**DESCRIPTION OF THE TASK:**
Can you put every line of the records below into a JSON list of strings, one string per line, with blank lines skipped and the pictures left out?

**PROVIDED DATA:**
-----
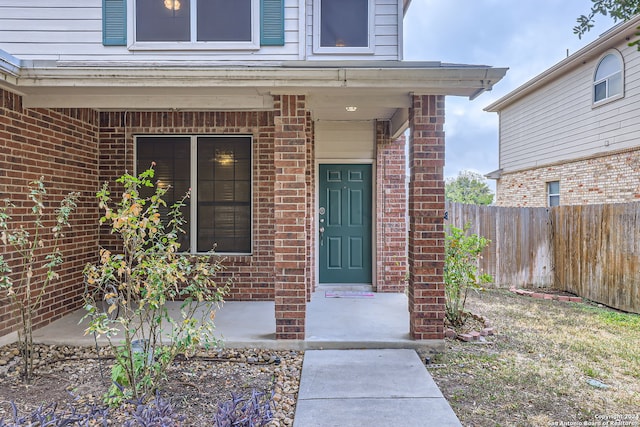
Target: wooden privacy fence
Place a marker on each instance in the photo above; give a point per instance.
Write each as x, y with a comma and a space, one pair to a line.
592, 250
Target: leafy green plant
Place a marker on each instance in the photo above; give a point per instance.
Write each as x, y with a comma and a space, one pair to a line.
462, 253
36, 249
149, 272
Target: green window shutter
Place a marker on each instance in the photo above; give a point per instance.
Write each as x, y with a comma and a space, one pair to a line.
272, 22
114, 22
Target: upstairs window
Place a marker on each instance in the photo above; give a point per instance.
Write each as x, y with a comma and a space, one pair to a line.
553, 193
198, 22
343, 26
193, 24
608, 79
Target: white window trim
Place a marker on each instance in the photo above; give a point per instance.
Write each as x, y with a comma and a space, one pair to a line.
193, 174
318, 49
594, 82
254, 44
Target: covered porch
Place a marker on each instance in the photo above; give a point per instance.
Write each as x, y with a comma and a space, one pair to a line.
281, 107
379, 321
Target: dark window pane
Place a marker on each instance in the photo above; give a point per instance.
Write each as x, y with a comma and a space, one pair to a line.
600, 91
172, 170
163, 20
344, 23
224, 194
224, 20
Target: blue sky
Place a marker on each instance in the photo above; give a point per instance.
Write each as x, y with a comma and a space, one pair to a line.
527, 36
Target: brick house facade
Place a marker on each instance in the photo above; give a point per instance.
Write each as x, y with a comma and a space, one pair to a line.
78, 149
613, 178
78, 120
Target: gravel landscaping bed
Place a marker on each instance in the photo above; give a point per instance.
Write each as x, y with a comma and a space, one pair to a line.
194, 387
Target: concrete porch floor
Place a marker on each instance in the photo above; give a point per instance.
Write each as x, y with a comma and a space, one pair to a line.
332, 323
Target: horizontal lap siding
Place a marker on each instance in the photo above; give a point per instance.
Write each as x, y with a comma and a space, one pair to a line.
558, 121
72, 30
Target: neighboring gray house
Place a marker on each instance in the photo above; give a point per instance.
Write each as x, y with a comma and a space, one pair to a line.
283, 116
572, 134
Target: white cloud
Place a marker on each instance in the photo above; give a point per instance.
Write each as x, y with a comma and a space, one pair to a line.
527, 36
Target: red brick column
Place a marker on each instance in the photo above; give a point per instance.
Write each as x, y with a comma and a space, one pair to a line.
290, 205
391, 211
426, 223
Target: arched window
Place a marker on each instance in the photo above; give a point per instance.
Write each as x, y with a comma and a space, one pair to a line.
608, 78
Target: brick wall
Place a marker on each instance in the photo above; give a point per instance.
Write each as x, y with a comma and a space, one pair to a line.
-----
**ANSWER:**
[
  "Target: wooden privacy fence",
  "Place a marker on each instance in the photo above; give a point per instance.",
  "Write each as x, y with a comma and a space, one pair to a line.",
  "592, 250",
  "Target: leafy green plant",
  "Place a marker on each instance in the photo above; give a point per instance.",
  "Write each as x, y with a comma and a space, one pair to a line.",
  "462, 253",
  "36, 249",
  "149, 272",
  "Target: green window shutter",
  "Place a marker on each instance in the photo above; give a point per instance.",
  "Write each as x, y with a comma and a space, one pair to a line.",
  "272, 22",
  "114, 22",
  "Target: upstairs window",
  "Place a marker on each instance in the photo above; give a point per instance.",
  "Write each as x, y with a comma and a space, one pair to a line.",
  "553, 193",
  "198, 22",
  "343, 26",
  "193, 24",
  "608, 79",
  "Target: white window trim",
  "Place a marker on each instance in the photo above; give a point per instance.",
  "Write each as x, y with a comma and a space, one pair to a line.",
  "193, 174",
  "318, 49",
  "594, 82",
  "254, 44",
  "Target: covered porch",
  "Place a marker on each instance in the photo above; give a point per instance.",
  "Write each as x, y with a comma and a space, one pair to a line.",
  "281, 107",
  "379, 321",
  "Target: dark window pane",
  "Place a marker on each instance in the photo above; give a point per instance.",
  "Write each as x, y with a comma and a space, one pair to a line.",
  "600, 91",
  "172, 170",
  "163, 20",
  "344, 23",
  "224, 194",
  "224, 20",
  "Target: blue sky",
  "Place a marker on each instance in the photo above; give a point per instance.",
  "Write each as x, y with a comma and a space, one pair to a line.",
  "527, 36",
  "Target: brick house facade",
  "Place a marker on each instance in the photo above; give a point per instance.",
  "Write each as x, y with a comma and a space, one pair to a line.",
  "78, 149",
  "613, 178",
  "78, 120",
  "Target: gravel landscaping bed",
  "Place a marker on each instance in the photo above; give a point per instance.",
  "Write each as x, y with a comma and a space, one pair to a line.",
  "194, 387",
  "Target: concrete porch floor",
  "Place a marker on each instance in the photo above; give a point per instance.",
  "Write each as x, y with a comma and a space, one pair to a line.",
  "332, 323",
  "Target: horizontal lap siding",
  "Place a marker on each instance in the photo above; give a point per instance.",
  "Write each as x, y with a comma and a space, one pair to a line.",
  "558, 121",
  "72, 30",
  "Target: neighboring gray house",
  "Place a marker on each instance in the photo above; give a point per instance.",
  "Write each as x, y with a comma and a space, one pair to a line.",
  "283, 116",
  "572, 134",
  "Target: white cloud",
  "Place a marker on each instance in the photo above; give a point per instance.",
  "Write each as x, y with a comma and a space, one pair to a line.",
  "527, 36",
  "Target: red brick column",
  "Place a marker on each instance in the photo above; give a point per instance.",
  "Write each as x, y with a comma and a space, one pair to a line.",
  "290, 205",
  "391, 211",
  "426, 223",
  "Target: arched window",
  "Place a marker on each instance in the photo above; give a point per instance.",
  "Write each as x, y with a comma and a space, one pair to a line.",
  "608, 78",
  "Target: brick wall",
  "Place a marker on each instance in the photo above; give a point per instance.",
  "Write each as x, y with a comma and a space, one pair to a line."
]